TASK PROMPT: Please format the entries from the line with "In this exercise you will locate the floodlight" up to and including the line with "point(148, 41)" as a two-column CSV with columns named text and points, one row per entry. Put each entry's text and its answer in their own quoted fields, turning line breaks into spaces.

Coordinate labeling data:
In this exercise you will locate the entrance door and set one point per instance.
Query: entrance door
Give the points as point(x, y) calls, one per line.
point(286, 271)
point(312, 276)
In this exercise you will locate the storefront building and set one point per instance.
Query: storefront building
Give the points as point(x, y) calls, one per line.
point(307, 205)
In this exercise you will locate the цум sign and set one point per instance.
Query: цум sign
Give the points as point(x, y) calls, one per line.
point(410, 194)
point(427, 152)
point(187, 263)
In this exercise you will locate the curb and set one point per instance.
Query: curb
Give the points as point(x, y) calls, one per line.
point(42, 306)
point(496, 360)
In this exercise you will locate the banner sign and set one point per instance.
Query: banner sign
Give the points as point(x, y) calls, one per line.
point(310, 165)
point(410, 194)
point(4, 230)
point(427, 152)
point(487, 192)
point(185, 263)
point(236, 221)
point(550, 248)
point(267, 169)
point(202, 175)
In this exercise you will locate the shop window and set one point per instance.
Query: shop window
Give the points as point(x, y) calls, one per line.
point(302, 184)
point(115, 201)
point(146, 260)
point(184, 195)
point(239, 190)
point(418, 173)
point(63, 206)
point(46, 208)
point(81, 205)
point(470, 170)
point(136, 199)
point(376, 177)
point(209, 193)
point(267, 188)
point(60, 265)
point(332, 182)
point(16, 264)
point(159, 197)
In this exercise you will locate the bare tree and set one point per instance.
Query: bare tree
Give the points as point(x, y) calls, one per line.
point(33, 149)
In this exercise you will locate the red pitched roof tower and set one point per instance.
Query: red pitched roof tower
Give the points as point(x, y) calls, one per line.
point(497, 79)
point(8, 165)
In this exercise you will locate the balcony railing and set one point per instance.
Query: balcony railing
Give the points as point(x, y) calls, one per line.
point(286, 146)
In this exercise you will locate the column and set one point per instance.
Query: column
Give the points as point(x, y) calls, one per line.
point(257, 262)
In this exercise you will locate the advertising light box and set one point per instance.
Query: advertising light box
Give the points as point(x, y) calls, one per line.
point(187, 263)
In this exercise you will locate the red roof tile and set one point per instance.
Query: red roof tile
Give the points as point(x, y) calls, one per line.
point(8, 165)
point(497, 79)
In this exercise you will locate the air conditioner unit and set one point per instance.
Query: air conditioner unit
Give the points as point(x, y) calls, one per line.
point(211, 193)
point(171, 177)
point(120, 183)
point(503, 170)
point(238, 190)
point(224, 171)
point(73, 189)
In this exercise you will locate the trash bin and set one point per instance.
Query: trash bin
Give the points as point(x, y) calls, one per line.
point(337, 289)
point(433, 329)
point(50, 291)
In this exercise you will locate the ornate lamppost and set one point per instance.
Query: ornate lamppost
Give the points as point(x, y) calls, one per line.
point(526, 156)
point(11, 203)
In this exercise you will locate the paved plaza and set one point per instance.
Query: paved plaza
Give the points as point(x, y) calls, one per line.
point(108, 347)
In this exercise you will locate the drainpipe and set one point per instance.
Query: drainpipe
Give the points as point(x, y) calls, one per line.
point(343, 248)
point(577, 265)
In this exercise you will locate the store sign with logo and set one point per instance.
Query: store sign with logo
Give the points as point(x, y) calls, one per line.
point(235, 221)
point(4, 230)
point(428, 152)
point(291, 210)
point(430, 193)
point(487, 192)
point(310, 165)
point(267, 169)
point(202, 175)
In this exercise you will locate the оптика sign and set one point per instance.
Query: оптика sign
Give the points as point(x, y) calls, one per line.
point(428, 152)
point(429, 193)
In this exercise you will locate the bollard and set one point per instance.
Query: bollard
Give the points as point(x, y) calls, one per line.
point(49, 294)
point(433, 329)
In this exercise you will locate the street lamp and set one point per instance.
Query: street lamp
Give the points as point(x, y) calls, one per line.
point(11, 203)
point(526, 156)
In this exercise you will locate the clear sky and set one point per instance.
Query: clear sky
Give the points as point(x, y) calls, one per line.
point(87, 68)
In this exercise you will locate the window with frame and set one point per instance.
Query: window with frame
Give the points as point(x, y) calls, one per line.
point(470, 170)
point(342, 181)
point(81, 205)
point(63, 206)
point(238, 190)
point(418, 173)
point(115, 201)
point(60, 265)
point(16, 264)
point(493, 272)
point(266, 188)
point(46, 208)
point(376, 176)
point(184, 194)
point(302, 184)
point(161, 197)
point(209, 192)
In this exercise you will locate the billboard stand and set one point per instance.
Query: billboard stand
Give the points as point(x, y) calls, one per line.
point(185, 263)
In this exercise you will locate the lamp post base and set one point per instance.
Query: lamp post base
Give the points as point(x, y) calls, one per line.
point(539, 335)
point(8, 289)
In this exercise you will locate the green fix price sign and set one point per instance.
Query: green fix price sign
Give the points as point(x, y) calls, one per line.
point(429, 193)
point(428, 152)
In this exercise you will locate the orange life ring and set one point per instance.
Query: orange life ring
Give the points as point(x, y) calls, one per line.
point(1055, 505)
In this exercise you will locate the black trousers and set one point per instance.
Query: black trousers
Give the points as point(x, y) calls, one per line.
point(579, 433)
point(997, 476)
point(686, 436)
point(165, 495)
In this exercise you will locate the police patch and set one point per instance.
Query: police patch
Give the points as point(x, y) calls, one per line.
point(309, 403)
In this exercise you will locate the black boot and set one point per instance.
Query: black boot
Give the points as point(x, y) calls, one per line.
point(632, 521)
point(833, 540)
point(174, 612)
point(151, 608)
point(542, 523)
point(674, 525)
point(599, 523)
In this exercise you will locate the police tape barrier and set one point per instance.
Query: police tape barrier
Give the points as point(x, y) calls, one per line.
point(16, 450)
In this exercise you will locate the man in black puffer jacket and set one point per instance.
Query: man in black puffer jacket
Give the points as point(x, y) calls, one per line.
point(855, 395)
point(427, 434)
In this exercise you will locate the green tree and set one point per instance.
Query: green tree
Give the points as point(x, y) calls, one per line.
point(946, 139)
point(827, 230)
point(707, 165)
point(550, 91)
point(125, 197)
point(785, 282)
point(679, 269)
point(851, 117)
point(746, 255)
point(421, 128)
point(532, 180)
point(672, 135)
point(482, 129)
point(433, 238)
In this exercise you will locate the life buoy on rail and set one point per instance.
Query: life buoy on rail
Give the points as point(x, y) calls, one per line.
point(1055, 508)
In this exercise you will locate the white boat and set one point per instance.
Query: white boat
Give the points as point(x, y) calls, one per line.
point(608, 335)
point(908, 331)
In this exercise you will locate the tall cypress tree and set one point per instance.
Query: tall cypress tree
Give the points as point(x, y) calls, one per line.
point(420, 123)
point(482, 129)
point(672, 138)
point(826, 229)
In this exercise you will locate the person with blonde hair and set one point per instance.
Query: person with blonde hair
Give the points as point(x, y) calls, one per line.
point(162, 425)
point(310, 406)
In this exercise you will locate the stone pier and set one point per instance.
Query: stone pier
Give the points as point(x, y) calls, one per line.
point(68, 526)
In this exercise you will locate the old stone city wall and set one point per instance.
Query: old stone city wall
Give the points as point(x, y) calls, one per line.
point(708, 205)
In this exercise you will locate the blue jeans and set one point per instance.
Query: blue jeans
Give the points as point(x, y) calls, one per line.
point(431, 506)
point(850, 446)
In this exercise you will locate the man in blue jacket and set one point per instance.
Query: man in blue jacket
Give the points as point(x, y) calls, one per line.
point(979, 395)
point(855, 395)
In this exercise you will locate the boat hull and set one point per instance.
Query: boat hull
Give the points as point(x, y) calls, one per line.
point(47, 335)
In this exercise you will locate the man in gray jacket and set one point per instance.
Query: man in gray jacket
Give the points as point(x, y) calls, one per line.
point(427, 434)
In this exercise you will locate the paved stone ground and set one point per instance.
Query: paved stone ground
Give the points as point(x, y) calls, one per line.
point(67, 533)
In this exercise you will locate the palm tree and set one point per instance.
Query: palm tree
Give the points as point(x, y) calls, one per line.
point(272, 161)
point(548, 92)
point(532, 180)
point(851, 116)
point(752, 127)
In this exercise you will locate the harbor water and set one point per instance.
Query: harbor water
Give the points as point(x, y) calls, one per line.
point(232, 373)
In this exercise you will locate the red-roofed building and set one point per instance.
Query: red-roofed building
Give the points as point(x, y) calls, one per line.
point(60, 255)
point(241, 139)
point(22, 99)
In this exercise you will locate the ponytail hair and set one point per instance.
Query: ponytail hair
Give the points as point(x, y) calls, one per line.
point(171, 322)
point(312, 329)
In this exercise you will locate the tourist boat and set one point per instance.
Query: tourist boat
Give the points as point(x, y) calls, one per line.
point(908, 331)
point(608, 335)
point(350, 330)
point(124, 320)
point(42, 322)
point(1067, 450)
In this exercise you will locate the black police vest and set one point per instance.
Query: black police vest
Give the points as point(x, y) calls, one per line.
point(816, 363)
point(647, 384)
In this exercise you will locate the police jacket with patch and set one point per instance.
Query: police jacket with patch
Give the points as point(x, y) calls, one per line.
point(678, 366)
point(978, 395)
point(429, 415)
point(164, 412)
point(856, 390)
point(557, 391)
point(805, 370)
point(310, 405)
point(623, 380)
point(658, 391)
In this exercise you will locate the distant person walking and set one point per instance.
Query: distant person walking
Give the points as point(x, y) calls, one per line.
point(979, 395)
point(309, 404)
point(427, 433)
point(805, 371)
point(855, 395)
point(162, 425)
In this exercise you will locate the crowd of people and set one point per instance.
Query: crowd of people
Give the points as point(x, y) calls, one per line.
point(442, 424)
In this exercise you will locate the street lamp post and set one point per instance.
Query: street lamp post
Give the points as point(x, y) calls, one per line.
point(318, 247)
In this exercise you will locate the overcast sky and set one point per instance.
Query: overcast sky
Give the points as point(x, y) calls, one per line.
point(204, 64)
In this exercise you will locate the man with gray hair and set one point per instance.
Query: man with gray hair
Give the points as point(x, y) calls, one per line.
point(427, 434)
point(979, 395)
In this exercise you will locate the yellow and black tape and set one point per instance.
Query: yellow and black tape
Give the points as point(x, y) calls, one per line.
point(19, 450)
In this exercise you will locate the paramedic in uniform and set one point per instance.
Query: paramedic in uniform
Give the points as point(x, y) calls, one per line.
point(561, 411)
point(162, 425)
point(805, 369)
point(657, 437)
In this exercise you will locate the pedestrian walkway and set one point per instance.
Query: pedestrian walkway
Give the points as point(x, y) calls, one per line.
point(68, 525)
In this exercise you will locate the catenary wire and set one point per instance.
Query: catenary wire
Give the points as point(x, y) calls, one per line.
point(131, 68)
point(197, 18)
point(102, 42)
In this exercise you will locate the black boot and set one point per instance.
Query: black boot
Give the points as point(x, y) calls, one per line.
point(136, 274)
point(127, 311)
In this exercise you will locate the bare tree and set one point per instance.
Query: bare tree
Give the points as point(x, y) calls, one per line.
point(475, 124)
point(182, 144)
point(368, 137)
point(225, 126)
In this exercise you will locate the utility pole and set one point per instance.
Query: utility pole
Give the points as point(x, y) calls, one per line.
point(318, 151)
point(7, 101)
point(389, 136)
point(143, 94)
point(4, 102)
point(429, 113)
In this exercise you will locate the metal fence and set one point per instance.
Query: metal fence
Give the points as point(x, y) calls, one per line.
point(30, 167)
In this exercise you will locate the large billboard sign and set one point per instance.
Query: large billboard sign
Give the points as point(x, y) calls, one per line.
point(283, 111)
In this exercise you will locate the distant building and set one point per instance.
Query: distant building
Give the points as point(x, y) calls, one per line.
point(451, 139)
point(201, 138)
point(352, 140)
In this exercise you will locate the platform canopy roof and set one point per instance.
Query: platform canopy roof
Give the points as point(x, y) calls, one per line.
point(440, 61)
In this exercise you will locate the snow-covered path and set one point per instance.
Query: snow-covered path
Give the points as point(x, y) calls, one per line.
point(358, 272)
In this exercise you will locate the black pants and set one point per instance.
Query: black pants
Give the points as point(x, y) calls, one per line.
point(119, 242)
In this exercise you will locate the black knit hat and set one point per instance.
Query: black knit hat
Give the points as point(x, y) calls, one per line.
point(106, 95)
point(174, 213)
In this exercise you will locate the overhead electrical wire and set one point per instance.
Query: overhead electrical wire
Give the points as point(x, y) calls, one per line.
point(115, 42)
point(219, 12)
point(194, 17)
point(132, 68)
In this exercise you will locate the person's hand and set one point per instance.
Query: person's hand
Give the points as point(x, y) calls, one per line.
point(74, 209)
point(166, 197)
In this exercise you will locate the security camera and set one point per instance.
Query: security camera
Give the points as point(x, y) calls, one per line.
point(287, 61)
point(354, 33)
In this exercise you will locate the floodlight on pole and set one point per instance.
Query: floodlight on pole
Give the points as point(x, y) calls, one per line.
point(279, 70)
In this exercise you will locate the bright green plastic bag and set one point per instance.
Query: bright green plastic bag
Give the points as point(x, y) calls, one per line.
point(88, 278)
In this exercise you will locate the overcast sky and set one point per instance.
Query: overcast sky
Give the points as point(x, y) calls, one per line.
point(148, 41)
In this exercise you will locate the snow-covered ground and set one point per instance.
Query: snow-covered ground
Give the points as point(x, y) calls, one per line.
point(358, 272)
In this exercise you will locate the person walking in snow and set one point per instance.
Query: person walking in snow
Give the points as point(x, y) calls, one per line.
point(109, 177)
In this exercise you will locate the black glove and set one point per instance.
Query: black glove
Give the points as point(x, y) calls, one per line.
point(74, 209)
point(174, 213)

OUTPUT OF THE TASK:
text,points
"In this exercise you will locate the floodlight on pole and set one point per instance. Query: floodlight on pole Give the points as point(x, y) calls, one per line.","point(279, 70)"
"In this exercise you will locate the bright green plastic bag and set one point per instance. Query: bright green plastic bag Give the points as point(x, y) calls, one per line.","point(88, 278)"
"In this exercise you will locate the overcast sky and set one point per instance. Query: overcast sky Give the points as point(x, y) calls, one per line.","point(148, 41)"